PROBLEM STATEMENT: Give back, unchanged, each line from the one containing "Question. Provide the position of each instance of the yellow" through the last line of the entries below.

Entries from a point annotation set

* * * *

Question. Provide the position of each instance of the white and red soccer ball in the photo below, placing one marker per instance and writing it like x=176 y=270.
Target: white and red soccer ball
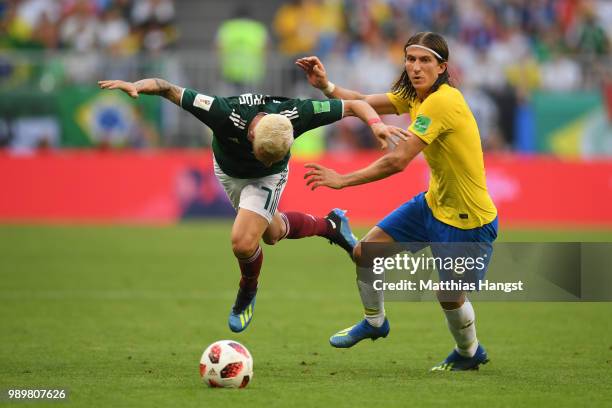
x=226 y=364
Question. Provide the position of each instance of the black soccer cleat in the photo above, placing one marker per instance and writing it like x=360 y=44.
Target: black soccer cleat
x=341 y=233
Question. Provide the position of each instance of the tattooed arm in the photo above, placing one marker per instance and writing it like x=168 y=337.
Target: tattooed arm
x=149 y=86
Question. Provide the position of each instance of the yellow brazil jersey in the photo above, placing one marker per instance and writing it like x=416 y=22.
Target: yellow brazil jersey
x=457 y=192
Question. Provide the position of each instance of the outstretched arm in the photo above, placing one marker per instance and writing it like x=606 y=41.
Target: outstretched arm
x=391 y=163
x=149 y=86
x=317 y=77
x=384 y=133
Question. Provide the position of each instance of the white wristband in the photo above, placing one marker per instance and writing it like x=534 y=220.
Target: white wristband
x=329 y=89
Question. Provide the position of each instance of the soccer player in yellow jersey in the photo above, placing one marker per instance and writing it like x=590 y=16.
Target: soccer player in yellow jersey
x=456 y=208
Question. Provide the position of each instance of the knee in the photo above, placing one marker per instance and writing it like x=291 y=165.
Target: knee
x=270 y=240
x=450 y=300
x=244 y=246
x=357 y=254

* * * *

THE REPLY:
Question. Provide the position of each instance of the yellow brazil jersey in the photo above, placing one marker per instance and writing it like x=416 y=22.
Target: yellow brazil jersey
x=457 y=192
Question. Provide the position of each instance of the outstretched arm in the photo above, placing one marker per instance and writing it like x=606 y=41.
Target: outstretched arm
x=391 y=163
x=149 y=86
x=317 y=77
x=384 y=133
Question. Provide the position of each instance of the white wristband in the photo above, placing one marker per instance and writing it like x=534 y=220.
Target: white wristband
x=329 y=89
Question. Provide the position of each instance of the soccer player in yellow jersey in the photo above, placing one marker per instance and writing it like x=590 y=16.
Target: soccer player in yellow jersey
x=456 y=208
Question. Provide the position of each instance of the knee in the photo above, placing one marker per instance and writing it like x=291 y=165.
Target: knee
x=270 y=240
x=450 y=300
x=244 y=246
x=357 y=254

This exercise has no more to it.